[Stored entries]
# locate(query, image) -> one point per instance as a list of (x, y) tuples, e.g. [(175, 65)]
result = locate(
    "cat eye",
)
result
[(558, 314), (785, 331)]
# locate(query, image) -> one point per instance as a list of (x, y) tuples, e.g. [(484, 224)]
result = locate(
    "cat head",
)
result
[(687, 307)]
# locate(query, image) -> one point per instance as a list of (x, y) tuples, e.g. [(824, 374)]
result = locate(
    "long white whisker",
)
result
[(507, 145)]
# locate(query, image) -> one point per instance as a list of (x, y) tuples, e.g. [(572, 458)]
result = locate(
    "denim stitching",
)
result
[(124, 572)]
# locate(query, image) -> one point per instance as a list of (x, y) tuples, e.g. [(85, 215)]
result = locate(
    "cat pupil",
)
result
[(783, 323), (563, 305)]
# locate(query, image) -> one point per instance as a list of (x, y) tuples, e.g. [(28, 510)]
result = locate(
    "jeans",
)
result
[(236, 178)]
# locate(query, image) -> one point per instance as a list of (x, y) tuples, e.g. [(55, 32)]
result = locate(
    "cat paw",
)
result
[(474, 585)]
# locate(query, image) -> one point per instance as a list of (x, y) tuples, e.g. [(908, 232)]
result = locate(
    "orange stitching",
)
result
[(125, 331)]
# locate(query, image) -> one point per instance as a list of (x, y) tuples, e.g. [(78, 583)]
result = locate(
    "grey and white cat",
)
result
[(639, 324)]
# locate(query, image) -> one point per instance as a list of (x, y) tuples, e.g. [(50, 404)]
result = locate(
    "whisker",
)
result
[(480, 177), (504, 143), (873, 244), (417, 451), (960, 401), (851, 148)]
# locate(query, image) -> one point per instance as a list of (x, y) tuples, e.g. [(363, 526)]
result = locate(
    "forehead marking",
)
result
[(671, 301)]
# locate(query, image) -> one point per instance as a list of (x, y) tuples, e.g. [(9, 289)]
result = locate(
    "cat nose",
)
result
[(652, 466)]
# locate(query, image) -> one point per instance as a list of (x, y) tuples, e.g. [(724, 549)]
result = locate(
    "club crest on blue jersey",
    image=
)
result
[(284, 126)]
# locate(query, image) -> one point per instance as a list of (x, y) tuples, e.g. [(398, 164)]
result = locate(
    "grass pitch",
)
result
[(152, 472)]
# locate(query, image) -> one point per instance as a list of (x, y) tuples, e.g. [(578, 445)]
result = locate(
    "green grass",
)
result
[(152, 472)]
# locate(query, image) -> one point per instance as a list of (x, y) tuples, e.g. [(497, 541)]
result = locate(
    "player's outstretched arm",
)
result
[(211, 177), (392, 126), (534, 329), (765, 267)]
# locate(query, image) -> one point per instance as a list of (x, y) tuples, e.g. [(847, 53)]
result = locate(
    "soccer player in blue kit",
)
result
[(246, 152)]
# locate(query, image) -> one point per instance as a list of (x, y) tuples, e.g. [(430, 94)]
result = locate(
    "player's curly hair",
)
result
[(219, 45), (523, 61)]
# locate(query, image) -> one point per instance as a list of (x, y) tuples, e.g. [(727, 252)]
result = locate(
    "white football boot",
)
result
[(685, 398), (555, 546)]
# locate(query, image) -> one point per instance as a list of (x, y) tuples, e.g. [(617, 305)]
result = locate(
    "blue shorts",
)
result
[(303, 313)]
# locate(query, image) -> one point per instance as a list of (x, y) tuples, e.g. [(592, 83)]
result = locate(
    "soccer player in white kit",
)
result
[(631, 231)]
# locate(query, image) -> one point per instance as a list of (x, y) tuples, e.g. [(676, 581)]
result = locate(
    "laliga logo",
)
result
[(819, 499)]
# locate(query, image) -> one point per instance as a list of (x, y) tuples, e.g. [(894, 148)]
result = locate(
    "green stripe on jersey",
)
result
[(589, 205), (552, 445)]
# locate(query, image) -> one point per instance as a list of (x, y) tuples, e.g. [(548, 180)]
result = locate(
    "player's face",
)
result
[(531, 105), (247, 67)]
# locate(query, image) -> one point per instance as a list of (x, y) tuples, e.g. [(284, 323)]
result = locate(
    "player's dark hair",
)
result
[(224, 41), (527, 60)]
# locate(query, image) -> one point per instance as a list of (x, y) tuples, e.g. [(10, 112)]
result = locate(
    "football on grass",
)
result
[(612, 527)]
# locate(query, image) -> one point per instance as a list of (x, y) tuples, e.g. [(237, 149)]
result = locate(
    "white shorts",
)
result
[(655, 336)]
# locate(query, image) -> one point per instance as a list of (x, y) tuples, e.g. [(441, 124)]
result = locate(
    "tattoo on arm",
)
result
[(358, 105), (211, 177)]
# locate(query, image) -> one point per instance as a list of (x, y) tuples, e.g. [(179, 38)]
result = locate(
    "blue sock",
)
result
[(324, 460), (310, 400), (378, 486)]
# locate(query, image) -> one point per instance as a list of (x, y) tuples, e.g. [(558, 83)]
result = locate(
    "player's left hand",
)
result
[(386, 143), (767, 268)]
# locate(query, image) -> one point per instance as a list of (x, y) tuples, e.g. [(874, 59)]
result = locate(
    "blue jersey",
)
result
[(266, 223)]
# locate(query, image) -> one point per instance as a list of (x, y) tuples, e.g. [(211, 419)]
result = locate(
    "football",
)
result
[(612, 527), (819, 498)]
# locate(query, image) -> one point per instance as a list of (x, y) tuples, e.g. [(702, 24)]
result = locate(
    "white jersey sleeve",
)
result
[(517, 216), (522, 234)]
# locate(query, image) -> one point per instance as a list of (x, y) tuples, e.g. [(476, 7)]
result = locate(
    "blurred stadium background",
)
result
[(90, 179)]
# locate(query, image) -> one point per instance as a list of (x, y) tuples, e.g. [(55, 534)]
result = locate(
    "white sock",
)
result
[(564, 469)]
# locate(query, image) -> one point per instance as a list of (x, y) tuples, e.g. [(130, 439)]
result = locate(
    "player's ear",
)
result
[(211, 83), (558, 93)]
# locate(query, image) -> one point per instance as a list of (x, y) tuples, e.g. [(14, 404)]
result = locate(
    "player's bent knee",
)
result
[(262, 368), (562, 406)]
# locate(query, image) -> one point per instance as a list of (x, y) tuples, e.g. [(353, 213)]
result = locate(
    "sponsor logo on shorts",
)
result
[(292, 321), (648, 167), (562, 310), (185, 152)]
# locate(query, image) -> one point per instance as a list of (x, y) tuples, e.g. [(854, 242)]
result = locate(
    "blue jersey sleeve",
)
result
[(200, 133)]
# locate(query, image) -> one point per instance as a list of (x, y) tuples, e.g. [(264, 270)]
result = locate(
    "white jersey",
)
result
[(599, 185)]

...

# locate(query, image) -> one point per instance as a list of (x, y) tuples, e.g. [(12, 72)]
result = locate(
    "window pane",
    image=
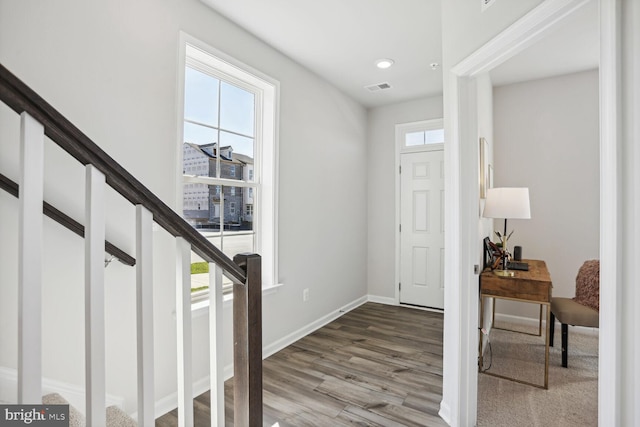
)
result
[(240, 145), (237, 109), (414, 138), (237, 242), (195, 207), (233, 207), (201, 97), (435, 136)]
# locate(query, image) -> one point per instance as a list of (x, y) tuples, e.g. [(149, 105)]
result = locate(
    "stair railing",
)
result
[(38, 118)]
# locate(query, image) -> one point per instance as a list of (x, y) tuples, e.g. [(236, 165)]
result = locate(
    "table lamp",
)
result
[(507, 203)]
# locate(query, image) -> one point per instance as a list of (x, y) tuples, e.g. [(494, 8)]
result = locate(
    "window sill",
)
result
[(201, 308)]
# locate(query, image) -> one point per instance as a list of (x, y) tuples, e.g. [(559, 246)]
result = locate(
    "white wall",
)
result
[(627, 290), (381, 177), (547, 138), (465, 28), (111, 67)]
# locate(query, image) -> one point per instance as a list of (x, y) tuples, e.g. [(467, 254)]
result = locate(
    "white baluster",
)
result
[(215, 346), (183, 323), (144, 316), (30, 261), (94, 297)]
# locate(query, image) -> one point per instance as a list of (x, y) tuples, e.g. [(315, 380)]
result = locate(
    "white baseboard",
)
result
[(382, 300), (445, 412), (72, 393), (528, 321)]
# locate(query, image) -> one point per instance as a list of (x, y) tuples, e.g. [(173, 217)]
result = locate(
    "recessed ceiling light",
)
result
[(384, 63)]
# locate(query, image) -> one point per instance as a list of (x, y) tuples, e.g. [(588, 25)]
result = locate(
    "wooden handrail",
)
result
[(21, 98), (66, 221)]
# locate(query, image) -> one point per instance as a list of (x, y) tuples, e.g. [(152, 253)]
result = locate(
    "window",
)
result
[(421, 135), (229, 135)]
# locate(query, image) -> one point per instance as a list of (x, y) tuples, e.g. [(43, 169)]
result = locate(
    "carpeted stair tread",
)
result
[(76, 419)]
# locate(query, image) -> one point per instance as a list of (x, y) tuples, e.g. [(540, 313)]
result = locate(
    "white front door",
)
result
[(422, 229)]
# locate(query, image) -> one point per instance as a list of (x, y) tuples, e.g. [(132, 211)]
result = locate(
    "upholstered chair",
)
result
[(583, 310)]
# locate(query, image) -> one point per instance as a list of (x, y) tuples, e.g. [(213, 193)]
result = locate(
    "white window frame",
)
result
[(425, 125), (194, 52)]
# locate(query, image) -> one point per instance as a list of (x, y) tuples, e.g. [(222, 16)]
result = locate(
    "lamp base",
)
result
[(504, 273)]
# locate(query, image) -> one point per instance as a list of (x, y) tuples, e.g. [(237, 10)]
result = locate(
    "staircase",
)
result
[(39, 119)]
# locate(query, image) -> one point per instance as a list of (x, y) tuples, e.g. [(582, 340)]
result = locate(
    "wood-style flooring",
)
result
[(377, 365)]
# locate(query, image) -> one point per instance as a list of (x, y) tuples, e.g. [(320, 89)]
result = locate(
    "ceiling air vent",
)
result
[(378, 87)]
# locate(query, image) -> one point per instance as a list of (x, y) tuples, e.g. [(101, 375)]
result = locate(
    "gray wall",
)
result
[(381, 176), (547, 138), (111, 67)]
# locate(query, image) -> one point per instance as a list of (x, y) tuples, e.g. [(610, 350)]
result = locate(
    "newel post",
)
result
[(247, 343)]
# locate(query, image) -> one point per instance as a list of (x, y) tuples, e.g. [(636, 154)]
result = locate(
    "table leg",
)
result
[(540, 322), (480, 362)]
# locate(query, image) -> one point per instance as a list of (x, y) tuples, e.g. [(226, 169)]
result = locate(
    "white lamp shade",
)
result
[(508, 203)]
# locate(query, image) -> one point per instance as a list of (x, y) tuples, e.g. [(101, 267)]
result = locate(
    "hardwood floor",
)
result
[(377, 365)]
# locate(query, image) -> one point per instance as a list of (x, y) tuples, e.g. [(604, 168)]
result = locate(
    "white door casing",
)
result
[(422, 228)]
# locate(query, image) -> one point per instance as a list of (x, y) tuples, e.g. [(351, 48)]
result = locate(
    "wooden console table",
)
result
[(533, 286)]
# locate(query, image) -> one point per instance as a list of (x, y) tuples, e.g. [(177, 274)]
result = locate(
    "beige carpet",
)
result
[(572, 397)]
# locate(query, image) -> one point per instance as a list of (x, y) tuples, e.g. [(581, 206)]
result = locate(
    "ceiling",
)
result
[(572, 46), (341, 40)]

**Exercise**
Would you report every line of the entries above containing the word "ceiling"?

**Expected output**
    "recessed ceiling light",
    "ceiling air vent",
    "ceiling",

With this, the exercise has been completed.